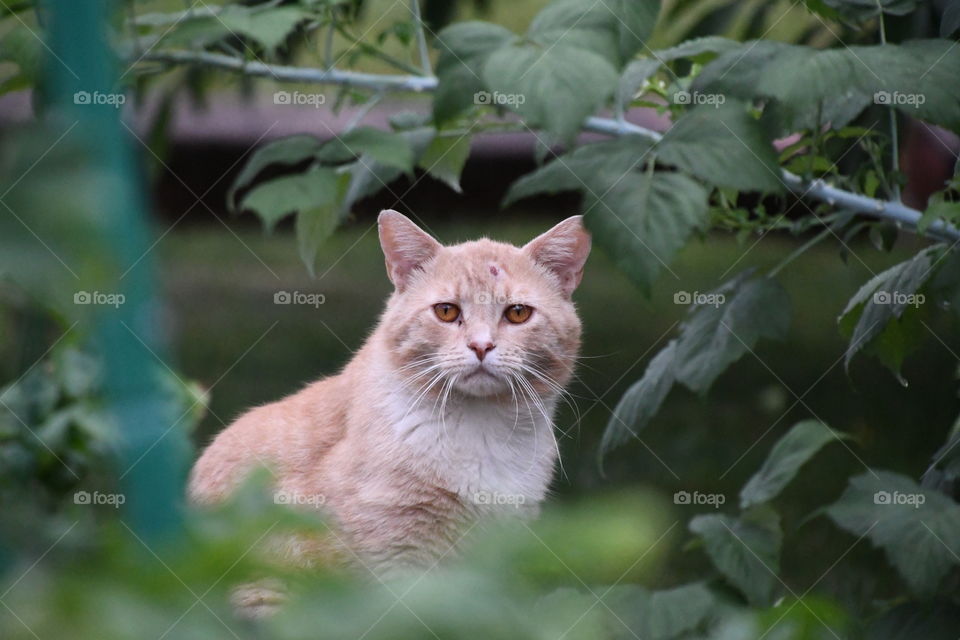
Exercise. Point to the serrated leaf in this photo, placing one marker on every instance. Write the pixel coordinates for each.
(790, 453)
(884, 299)
(950, 20)
(643, 220)
(633, 77)
(834, 85)
(553, 88)
(595, 167)
(696, 48)
(615, 29)
(388, 148)
(285, 151)
(715, 336)
(918, 529)
(270, 27)
(863, 10)
(659, 615)
(746, 550)
(939, 209)
(912, 620)
(724, 145)
(641, 401)
(367, 176)
(273, 200)
(464, 48)
(316, 224)
(445, 157)
(24, 49)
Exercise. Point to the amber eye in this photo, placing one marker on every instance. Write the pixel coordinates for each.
(446, 311)
(518, 313)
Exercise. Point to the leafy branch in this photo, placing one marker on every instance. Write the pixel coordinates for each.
(817, 189)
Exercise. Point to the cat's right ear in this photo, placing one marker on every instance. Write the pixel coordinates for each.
(406, 247)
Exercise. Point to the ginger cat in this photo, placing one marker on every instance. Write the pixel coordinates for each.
(444, 416)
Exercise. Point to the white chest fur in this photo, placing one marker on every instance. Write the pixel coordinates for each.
(490, 454)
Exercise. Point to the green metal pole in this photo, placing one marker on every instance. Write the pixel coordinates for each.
(82, 73)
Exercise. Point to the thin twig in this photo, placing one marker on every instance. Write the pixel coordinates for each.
(816, 189)
(421, 38)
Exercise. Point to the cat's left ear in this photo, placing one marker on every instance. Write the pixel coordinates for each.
(405, 246)
(563, 250)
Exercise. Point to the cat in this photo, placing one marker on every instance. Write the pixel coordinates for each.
(442, 418)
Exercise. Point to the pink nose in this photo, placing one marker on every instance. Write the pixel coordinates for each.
(481, 348)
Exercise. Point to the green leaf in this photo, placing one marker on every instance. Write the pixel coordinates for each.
(950, 20)
(270, 27)
(884, 299)
(916, 77)
(939, 209)
(724, 145)
(643, 220)
(744, 310)
(614, 29)
(444, 158)
(24, 49)
(315, 225)
(273, 200)
(918, 529)
(659, 615)
(912, 620)
(385, 147)
(633, 78)
(696, 48)
(368, 176)
(863, 10)
(745, 549)
(790, 453)
(641, 401)
(591, 167)
(77, 372)
(554, 88)
(464, 48)
(285, 151)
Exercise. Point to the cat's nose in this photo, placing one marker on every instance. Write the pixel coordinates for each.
(481, 348)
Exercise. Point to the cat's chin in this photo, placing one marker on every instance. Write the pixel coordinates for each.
(482, 383)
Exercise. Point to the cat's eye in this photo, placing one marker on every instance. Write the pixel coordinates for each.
(518, 313)
(446, 311)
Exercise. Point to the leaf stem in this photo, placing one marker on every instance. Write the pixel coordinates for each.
(817, 189)
(421, 38)
(892, 114)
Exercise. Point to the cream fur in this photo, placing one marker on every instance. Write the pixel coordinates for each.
(404, 467)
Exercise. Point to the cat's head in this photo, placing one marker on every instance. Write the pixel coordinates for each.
(483, 318)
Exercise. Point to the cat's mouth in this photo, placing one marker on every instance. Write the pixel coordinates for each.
(481, 380)
(481, 371)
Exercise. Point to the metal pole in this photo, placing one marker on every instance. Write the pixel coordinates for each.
(80, 69)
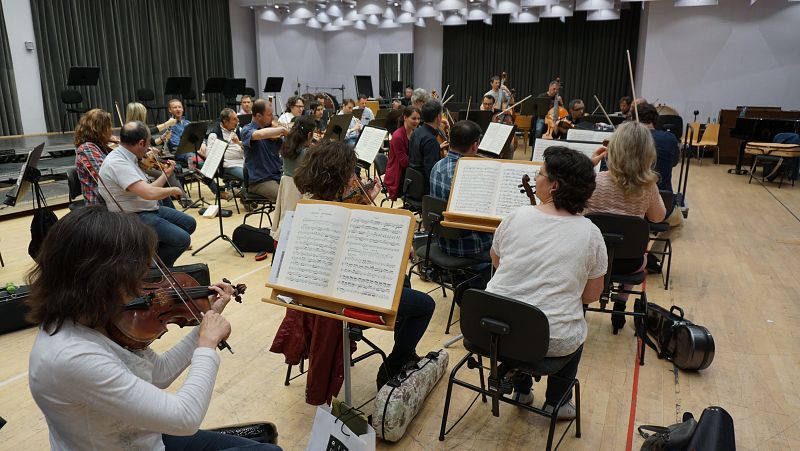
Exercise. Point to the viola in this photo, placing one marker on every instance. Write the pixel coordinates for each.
(144, 319)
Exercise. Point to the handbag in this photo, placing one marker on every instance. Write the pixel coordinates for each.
(689, 346)
(669, 438)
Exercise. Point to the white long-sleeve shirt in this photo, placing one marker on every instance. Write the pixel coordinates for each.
(96, 395)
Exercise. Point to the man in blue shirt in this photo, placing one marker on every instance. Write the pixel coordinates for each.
(261, 143)
(464, 136)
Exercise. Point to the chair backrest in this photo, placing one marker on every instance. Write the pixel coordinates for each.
(381, 160)
(71, 97)
(74, 184)
(145, 95)
(414, 186)
(626, 236)
(432, 211)
(523, 328)
(711, 134)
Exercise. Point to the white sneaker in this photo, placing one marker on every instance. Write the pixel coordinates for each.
(566, 412)
(524, 398)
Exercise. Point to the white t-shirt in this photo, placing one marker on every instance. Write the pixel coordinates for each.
(96, 395)
(546, 260)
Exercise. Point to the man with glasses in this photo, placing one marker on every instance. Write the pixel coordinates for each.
(294, 108)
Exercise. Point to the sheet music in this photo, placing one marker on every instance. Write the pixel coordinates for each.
(583, 147)
(373, 250)
(215, 150)
(280, 252)
(474, 187)
(313, 248)
(495, 137)
(509, 197)
(370, 143)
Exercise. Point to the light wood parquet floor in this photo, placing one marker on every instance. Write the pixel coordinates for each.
(736, 271)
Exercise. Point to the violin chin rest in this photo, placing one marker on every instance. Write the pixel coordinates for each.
(260, 432)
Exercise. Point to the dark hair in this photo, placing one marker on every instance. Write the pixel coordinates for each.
(431, 110)
(575, 175)
(259, 107)
(225, 114)
(297, 137)
(463, 134)
(647, 113)
(133, 132)
(326, 170)
(90, 261)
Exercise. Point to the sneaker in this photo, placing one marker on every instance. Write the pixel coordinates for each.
(566, 412)
(524, 398)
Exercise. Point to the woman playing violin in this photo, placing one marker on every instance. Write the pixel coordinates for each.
(94, 393)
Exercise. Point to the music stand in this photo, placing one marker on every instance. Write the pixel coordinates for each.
(28, 175)
(338, 126)
(215, 151)
(83, 76)
(191, 140)
(177, 86)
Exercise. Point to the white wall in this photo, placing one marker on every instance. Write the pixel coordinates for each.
(709, 58)
(19, 23)
(243, 44)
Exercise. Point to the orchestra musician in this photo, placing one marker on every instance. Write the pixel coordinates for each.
(92, 137)
(398, 153)
(125, 182)
(93, 392)
(558, 269)
(552, 91)
(499, 92)
(327, 174)
(424, 149)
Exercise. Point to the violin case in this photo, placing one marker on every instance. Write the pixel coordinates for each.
(689, 346)
(402, 397)
(13, 310)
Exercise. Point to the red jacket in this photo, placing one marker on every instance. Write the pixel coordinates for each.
(318, 339)
(398, 162)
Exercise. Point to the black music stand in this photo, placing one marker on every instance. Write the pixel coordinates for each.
(217, 177)
(338, 126)
(177, 86)
(191, 140)
(28, 175)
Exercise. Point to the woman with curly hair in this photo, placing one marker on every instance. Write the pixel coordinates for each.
(564, 263)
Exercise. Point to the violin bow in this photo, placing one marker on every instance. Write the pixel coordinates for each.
(162, 267)
(633, 87)
(600, 105)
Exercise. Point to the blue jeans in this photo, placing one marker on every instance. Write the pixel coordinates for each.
(213, 441)
(173, 229)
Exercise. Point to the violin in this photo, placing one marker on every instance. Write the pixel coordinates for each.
(145, 318)
(526, 188)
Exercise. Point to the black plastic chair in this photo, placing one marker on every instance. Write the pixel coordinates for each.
(71, 100)
(517, 334)
(662, 227)
(626, 237)
(259, 205)
(74, 184)
(147, 97)
(432, 257)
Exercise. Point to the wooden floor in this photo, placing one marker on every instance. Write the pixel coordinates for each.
(736, 271)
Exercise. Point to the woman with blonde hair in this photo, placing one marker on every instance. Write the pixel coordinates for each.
(629, 188)
(93, 140)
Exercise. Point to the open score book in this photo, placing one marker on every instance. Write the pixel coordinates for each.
(347, 252)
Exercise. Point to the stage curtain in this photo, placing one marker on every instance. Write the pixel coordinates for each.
(136, 43)
(10, 121)
(589, 57)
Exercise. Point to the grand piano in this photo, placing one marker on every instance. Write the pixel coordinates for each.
(750, 129)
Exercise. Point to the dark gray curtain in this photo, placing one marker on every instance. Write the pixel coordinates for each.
(10, 122)
(589, 57)
(136, 43)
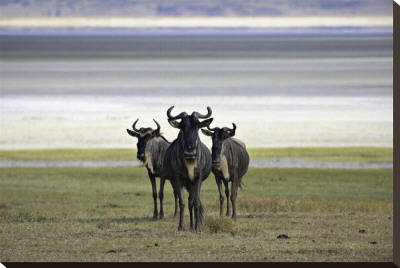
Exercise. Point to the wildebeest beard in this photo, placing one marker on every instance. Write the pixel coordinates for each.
(191, 164)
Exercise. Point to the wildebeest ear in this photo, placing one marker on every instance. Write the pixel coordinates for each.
(174, 123)
(132, 133)
(205, 123)
(206, 132)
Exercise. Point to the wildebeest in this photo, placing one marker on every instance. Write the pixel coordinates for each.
(187, 162)
(151, 148)
(230, 163)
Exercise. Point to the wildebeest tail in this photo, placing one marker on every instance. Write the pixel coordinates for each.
(241, 184)
(201, 216)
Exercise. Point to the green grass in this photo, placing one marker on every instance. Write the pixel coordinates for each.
(352, 154)
(104, 214)
(343, 154)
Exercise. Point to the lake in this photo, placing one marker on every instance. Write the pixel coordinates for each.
(296, 90)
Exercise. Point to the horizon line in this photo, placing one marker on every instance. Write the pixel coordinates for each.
(199, 22)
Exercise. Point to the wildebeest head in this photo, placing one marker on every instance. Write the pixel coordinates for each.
(218, 135)
(190, 125)
(143, 135)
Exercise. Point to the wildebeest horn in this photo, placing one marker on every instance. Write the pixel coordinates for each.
(232, 130)
(134, 124)
(212, 129)
(198, 115)
(158, 126)
(179, 116)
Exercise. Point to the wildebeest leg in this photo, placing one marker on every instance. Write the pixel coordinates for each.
(235, 184)
(153, 185)
(197, 203)
(228, 208)
(190, 200)
(181, 226)
(221, 194)
(161, 196)
(176, 203)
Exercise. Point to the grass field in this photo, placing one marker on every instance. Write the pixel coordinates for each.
(105, 214)
(351, 154)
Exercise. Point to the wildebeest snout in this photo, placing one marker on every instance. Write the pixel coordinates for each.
(217, 161)
(190, 153)
(140, 156)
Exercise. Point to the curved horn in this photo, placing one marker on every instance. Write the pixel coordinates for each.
(179, 116)
(212, 129)
(232, 130)
(158, 126)
(134, 124)
(198, 115)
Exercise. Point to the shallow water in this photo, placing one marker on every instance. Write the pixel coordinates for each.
(303, 91)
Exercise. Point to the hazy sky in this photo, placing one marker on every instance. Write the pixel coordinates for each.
(84, 8)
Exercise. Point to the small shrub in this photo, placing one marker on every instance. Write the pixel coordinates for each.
(217, 224)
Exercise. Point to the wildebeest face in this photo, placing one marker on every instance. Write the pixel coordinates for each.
(143, 135)
(218, 135)
(190, 125)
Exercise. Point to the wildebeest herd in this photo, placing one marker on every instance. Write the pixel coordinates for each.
(187, 162)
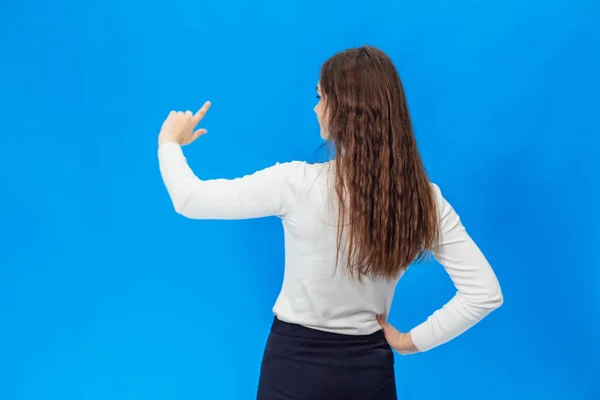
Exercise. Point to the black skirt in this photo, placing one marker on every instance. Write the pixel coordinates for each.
(300, 363)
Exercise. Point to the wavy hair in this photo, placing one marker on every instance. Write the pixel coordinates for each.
(387, 202)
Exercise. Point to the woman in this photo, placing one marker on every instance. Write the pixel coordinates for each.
(352, 227)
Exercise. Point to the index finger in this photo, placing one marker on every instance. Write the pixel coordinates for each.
(202, 112)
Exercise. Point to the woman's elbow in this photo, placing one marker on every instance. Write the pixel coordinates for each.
(493, 298)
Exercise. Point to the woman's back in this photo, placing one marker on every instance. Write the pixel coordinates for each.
(352, 227)
(316, 293)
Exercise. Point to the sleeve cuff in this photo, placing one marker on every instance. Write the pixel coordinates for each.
(422, 337)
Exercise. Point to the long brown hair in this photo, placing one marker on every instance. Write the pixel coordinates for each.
(386, 199)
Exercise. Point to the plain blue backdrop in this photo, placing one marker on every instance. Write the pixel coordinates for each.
(106, 293)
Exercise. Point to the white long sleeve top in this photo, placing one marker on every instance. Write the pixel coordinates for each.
(314, 292)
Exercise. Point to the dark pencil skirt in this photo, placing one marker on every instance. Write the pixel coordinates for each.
(300, 363)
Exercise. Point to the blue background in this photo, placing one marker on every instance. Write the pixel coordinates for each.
(106, 293)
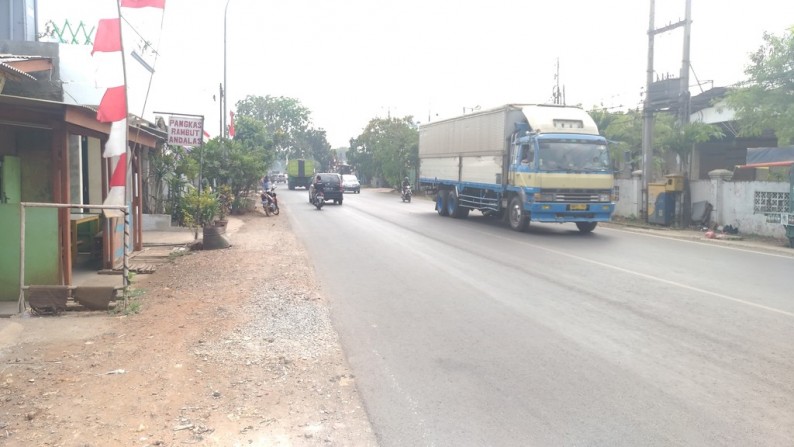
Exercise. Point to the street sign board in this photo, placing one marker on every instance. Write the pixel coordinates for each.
(187, 131)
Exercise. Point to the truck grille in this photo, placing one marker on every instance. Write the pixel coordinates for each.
(591, 196)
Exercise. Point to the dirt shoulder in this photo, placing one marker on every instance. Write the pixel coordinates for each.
(231, 347)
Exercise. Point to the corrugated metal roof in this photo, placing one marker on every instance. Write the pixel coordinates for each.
(7, 65)
(13, 73)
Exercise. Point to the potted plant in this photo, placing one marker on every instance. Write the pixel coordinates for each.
(225, 200)
(200, 209)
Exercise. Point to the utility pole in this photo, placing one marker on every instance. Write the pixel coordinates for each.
(647, 120)
(221, 111)
(683, 107)
(648, 106)
(557, 95)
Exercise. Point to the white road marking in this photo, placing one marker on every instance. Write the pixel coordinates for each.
(656, 278)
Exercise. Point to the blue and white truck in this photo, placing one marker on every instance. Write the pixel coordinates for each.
(522, 163)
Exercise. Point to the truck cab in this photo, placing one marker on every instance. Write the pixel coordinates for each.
(559, 169)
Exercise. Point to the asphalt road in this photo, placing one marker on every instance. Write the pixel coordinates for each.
(463, 332)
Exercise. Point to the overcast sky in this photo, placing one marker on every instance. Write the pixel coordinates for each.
(349, 61)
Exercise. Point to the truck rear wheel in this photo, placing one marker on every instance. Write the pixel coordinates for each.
(516, 216)
(441, 202)
(453, 206)
(586, 227)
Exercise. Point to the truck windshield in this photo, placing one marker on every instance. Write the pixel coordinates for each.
(573, 154)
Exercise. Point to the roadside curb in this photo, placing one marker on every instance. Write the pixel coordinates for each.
(750, 243)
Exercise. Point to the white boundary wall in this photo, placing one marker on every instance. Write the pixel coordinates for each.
(732, 201)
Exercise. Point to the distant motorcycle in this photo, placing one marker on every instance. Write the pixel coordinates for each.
(319, 199)
(406, 195)
(270, 202)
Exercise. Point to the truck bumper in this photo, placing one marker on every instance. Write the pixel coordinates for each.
(571, 212)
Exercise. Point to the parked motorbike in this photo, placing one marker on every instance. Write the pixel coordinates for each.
(319, 199)
(270, 202)
(406, 195)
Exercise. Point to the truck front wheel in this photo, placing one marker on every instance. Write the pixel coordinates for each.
(517, 217)
(441, 202)
(586, 227)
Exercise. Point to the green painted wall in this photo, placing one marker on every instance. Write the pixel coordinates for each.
(36, 165)
(10, 182)
(41, 249)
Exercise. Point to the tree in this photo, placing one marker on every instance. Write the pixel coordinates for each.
(286, 120)
(680, 139)
(766, 100)
(388, 147)
(254, 135)
(318, 148)
(624, 132)
(235, 164)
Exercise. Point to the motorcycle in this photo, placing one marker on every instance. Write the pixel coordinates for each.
(270, 202)
(406, 194)
(319, 199)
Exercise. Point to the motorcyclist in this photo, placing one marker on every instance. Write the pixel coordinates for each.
(406, 184)
(318, 186)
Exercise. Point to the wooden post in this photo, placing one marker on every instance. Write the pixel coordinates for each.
(21, 307)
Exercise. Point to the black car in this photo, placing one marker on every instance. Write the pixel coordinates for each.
(334, 190)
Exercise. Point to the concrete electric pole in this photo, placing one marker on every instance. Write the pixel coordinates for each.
(681, 101)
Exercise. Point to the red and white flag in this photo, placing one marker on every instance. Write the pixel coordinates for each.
(143, 3)
(108, 54)
(231, 124)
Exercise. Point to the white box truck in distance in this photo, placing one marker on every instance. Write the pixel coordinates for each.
(543, 163)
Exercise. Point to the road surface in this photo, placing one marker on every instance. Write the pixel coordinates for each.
(463, 332)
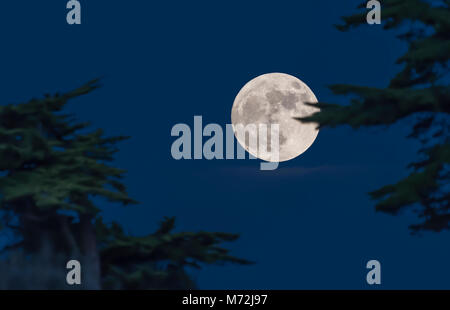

> **WORK REQUEST**
If a line falls between the one containing "Exercise. Point to the road surface" and the last line of the records above, inclusive, restate it exactly; leave out the pictures and everything else.

> **RESULT OF THE EXERCISE**
Exercise. Point to the road surface in this photo, placing one marker on every instance. Write the pixel coordinates for each.
(463, 332)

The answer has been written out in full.